Source text ▸

┏━━

Uncontrolled Intersection

I was involved in a fender bender in a remote area upstate. Neither of the roads at the accident intersection had a traffic control. Do I have a claim against the other driver for my property damage?

The best answer is let your insurance company handle the problem. If you have a collision endorsement on your car insurance policy, you should report the claim to your insurance company. Your insurance carrier will pay your property damage claim. You will have to pay your deductible to the repair shop. (So if you have a $500 deductible, you are responsible for the first $500 in damage and your insurance company will pay for the rest of the repair bill.) Your insurance company then has a “right of subrogation.” This means that the insurance company has the right to stand in your shoes and bring a lawsuit for property damage against the other driver in this accident. Your insurance company has their own legal staff to make such claims. You do not need to hire your own lawyer to bring a lawsuit for property damage. Furthermore, if the case goes well against the other driver, you will get back your entire deductible.

But if you do not have a collision endorsement on your car insurance policy, then you will have to bring your own lawsuit. Most attorneys do not handle such claims. You can bring your claim in small claims court. Small Claims Court now has jurisdiction to handle claims up to $10,000. On Staten Island, Small Claims are handled through the Civil Court building located on Castleton Avenue. There is some assistance offered to help you fill out paperwork to start the lawsuit against the other driver.

┗━━

Data lines ▸
┏━━

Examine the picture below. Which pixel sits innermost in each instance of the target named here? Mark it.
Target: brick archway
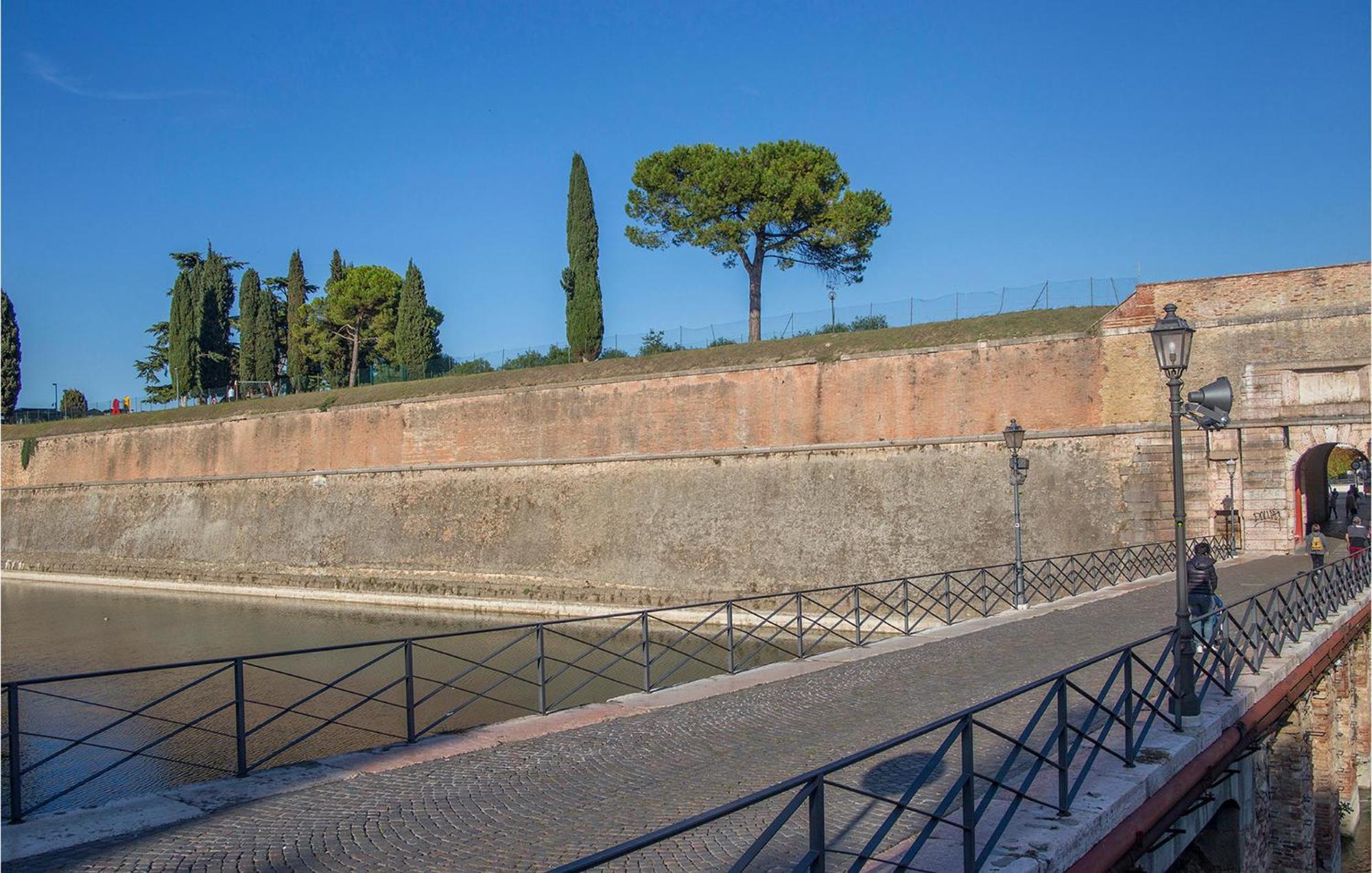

┗━━

Directions ▸ Reproduce the passage in the uncontrolled-intersection text from "But if you do" to "the other driver.".

Task solution ▸
But if you do not have a collision endorsement on your car insurance policy, then you will have to bring your own lawsuit. Most attorneys do not handle such claims. You can bring your claim in small claims court. Small Claims Court now has jurisdiction to handle claims up to $10,000. On Staten Island, Small Claims are handled through the Civil Court building located on Castleton Avenue. There is some assistance offered to help you fill out paperwork to start the lawsuit against the other driver.